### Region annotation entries

┌────────

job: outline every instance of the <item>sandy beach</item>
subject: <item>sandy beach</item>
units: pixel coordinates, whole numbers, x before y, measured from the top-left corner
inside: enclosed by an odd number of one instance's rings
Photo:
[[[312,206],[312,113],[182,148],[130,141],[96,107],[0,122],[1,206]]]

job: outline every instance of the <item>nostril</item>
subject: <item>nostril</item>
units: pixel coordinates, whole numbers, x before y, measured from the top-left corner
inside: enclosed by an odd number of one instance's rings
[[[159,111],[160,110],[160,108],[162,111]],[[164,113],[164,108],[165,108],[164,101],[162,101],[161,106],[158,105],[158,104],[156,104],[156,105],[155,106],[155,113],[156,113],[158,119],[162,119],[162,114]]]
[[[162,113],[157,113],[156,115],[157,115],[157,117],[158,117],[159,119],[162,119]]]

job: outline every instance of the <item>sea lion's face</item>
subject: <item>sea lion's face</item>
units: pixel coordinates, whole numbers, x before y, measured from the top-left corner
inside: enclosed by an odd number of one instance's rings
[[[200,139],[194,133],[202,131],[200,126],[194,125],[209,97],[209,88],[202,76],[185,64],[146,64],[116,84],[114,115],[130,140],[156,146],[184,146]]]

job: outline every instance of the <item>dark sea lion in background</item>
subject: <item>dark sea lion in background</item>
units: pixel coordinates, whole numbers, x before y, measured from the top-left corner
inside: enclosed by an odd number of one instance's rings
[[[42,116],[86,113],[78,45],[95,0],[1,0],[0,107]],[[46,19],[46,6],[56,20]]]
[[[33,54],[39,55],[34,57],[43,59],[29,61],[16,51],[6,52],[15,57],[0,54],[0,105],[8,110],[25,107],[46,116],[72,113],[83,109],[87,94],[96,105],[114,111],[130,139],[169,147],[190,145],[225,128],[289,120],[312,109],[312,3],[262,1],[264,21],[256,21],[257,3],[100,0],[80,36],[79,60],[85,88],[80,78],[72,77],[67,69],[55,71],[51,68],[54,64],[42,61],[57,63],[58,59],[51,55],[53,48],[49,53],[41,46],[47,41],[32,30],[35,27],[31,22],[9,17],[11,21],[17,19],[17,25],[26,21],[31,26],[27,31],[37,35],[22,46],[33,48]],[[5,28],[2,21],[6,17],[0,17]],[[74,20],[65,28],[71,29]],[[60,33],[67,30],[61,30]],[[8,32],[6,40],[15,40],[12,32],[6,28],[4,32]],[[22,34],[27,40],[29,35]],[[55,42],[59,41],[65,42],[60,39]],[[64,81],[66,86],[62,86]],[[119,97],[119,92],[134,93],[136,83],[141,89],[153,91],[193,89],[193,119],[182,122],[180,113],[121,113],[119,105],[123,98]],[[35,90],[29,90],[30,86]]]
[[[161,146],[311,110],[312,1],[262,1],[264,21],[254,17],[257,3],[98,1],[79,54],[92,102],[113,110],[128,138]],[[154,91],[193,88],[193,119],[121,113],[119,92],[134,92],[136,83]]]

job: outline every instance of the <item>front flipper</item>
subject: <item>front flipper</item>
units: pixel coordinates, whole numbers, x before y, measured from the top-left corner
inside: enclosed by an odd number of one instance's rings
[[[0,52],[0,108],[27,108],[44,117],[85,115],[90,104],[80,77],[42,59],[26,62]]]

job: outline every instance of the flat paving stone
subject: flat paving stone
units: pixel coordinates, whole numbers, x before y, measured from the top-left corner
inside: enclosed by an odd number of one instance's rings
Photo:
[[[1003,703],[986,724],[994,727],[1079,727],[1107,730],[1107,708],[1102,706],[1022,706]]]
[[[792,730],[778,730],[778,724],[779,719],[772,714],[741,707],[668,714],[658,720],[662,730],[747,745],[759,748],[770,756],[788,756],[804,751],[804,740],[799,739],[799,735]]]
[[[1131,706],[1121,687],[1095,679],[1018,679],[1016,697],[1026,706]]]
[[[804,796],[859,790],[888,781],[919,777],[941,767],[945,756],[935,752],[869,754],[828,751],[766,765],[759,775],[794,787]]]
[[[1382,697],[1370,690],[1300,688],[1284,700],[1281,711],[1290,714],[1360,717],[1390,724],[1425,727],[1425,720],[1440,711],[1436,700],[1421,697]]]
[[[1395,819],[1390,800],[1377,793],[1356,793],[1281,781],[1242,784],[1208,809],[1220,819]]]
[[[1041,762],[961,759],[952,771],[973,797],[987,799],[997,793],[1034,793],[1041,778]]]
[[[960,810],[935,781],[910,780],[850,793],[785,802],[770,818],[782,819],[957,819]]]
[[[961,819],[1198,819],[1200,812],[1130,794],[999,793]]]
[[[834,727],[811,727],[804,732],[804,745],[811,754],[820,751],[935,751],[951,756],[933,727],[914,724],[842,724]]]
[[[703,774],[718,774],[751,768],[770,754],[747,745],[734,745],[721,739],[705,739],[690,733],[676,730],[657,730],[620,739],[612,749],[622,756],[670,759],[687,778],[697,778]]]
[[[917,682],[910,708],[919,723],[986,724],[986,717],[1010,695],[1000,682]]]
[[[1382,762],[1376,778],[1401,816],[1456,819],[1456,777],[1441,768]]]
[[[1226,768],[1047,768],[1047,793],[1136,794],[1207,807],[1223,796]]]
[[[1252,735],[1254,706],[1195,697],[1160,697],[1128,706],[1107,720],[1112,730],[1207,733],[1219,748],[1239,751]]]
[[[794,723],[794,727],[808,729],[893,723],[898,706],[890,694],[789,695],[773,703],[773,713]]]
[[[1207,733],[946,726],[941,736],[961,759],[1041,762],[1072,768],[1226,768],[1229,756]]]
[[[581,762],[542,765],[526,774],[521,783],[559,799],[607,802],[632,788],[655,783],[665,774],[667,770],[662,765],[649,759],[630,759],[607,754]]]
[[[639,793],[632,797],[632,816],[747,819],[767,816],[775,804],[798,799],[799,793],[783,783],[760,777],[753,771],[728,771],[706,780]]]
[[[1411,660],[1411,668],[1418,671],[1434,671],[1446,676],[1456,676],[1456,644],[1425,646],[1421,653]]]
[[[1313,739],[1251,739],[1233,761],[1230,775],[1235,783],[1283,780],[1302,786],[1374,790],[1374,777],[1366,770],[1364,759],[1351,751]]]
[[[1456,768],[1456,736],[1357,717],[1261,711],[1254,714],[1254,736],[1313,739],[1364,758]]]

└────────
┌────────

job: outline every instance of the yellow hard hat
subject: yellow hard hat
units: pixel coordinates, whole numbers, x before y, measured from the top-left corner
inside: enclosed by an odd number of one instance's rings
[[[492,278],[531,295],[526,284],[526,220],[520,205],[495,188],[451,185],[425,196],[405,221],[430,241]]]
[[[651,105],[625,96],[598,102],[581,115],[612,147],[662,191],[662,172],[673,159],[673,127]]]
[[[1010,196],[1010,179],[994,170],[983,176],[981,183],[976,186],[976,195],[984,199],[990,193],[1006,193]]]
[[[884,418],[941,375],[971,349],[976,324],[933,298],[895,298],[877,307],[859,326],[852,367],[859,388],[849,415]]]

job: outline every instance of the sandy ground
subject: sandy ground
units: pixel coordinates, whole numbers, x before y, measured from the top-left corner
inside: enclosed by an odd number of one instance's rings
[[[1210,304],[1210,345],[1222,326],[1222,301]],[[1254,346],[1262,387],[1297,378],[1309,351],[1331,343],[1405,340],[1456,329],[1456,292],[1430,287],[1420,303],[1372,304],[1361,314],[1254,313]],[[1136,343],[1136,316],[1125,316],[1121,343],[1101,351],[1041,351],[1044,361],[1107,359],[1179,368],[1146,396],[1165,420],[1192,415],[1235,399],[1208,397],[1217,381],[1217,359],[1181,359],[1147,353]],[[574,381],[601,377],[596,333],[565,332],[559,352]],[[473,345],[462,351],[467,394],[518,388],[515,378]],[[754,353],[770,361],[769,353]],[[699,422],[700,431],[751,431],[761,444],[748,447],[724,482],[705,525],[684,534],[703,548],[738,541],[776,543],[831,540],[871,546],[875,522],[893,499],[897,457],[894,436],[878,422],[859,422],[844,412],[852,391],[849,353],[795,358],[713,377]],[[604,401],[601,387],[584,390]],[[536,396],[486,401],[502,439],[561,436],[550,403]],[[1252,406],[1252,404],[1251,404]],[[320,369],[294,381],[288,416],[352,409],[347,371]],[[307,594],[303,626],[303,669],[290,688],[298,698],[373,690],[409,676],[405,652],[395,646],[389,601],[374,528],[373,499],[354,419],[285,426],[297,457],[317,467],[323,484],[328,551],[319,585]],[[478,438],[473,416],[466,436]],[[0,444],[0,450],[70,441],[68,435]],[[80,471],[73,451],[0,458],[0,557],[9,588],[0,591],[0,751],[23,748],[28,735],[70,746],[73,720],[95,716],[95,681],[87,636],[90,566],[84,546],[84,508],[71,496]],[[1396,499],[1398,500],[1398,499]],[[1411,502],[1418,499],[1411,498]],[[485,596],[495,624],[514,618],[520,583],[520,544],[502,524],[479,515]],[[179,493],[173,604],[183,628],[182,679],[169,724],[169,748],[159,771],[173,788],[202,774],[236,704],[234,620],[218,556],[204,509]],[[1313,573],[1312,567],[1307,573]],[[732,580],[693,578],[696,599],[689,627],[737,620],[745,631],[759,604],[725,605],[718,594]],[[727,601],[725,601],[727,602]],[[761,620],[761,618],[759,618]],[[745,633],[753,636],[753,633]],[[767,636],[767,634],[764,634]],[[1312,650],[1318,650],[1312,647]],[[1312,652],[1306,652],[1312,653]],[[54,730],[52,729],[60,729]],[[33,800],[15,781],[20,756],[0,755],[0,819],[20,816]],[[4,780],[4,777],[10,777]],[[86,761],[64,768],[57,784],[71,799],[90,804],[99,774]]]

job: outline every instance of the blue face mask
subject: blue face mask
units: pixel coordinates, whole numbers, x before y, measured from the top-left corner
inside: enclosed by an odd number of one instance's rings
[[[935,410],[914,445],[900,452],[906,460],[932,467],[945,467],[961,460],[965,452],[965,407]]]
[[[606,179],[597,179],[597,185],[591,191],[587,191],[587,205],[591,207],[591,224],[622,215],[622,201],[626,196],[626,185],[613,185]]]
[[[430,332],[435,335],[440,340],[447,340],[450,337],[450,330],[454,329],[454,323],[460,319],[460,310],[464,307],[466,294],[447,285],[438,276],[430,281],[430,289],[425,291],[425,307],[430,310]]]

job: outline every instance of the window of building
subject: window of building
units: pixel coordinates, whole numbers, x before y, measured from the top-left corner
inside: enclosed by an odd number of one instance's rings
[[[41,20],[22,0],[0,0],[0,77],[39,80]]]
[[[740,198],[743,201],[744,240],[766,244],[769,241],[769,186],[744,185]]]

└────────

### Work instructions
Please count the lines of the records above that contain the string "background", with case counting, and give only that number.

### Task solution
2